Document extract:
[START]
17 Jul 2004 09:45:08
Patrick Johnson
Hal Houle's "Light System"

Hal sent this description to me several days ago, and asked me today to
post it here because he misplaced his copy.

Pat Johnson
Chicago

=====================================================================

LIGHT SYSTEM - By Hal Houle (HalHoule@aol.com)

WHEN THE LIGHTING ABOVE THE TABLE IS A FLUORESCENT TYPE, THEN THERE IS A
"BAR" OF LIGHT ON THE CUE BALL. AT A CENTER POINT EXACTLY HALFWAY
BETWEEN THE END OF THE "BAR" AND THE EDGE OF THE CUE BALL, IS THE AIM
POINT THAT YOU AIM AT THE CENTER, HALF, EDGE, OF AN OBJECT BALL.
[END]
What you will do:
1. Update the post on Hal Houle's light system by writing out everything from "17 Jul 2004" down to "misplaced his copy.", with "misplaced" changed to "lost".
2. Carry the post on Hal Houle's light system further, starting after its last sentence.

Supplied material:
[START]
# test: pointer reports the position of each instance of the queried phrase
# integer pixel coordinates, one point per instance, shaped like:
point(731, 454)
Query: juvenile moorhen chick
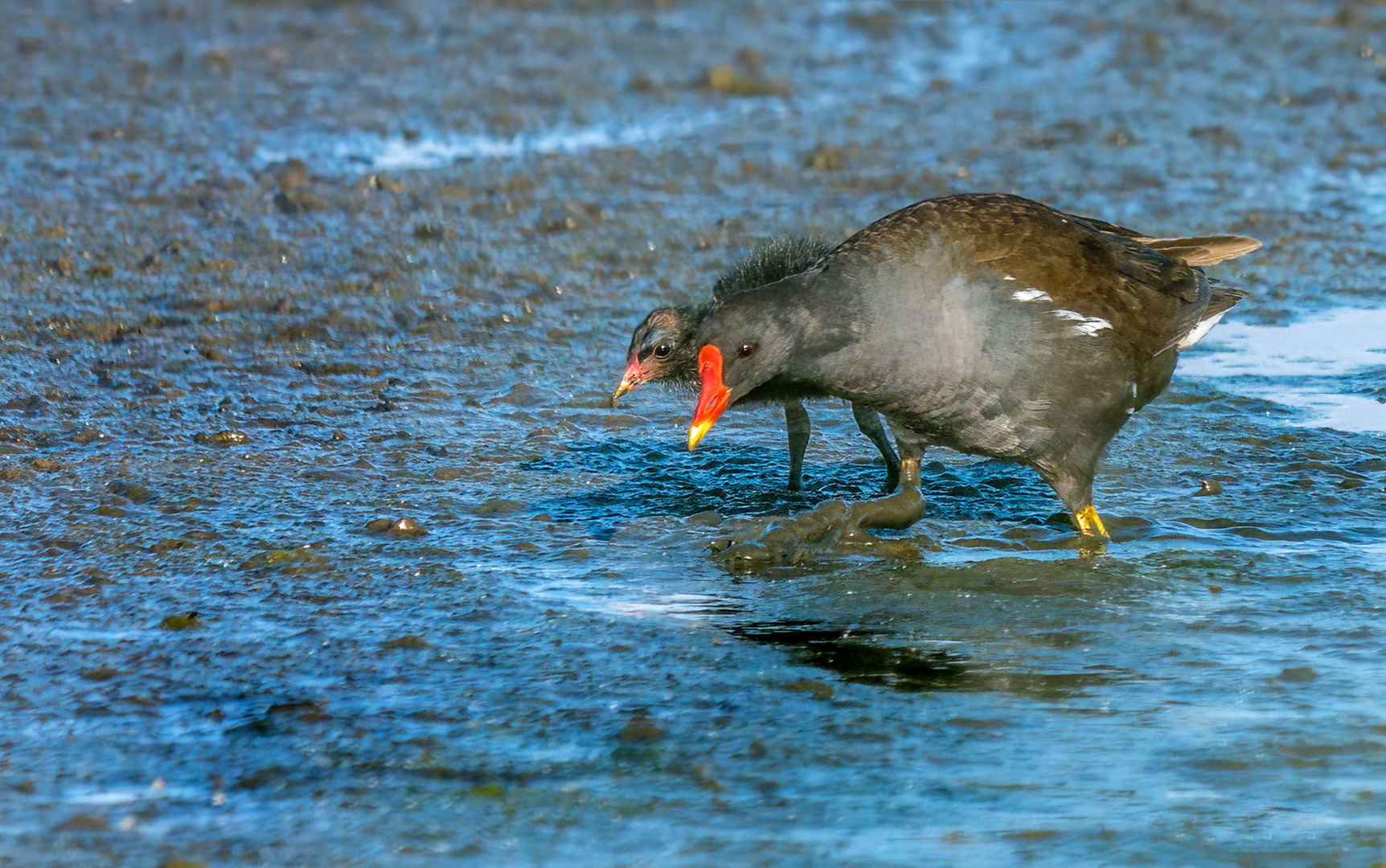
[END]
Response list:
1.
17 Jul 2004 09:45:08
Patrick Johnson
Hal Houle's "Light System"

Hal sent this description to me several days ago, and asked me today to
post it here because he lost his copy.

2.
THIS PRODUCES A THREE ANGLE AIMING SYSTEM FOR ANY AND ALL SHOTS ON A
TABLE. BANKS, CAROMS, COMBINATIONS, POCKETING.

WHETHER THE LIGHTING ABOVE THE TABLE IS A SINGLE BULB, OR MANY BULBS,
CHOOSE ANY LIGHT SPOT ON THE CUE BALL. AT A CENTER POINT EXACTLY
HALFWAY BETWEEN THE LIGHT ON THE CUE BALL AND THE EDGE OF THE CUE BALL,
IS THE AIM POINT THAT YOU AIM AT THE CENTER, HALF, EDGE, OF AN OBJECT BALL.

THIS AGAIN PRODUCES A THREE ANGLE AIMING SYSTEM ON ANY AND ALL SHOTS ON
A TABLE. BANKS, CAROMS, COMBINATIONS, POCKETING.

WHEN CUTTING TO THE RIGHT FOR ANY SHOT, NATURALLY YOU WILL USE THE LIGHT
REFERENCE ON THE RIGHT SIDE OF THE CUE BALL. SAME GOES FOR CUTTING TO
THE LEFT. USE THE LIGHT REFERENCE ON THE LEFT SIDE OF THE CUE BALL.

CRITICAL POINT. YOUR HEAD SHOULD ALWAYS BE SQUARELY BEHIND WHAT YOU ARE
AIMING WITH, AND WHAT YOU ARE AIMING AT. OTHERWISE, IF YOU WOULD HAVE TO
AIM FROM SOMEWHERE RIGHT OR LEFT ON THE CUE BALL, THEN YOU WOULD HAVE TO
IMAGINE A LINE COMING FROM OUTSIDE IN TO THE TARGET ON THE OBJECT BALL.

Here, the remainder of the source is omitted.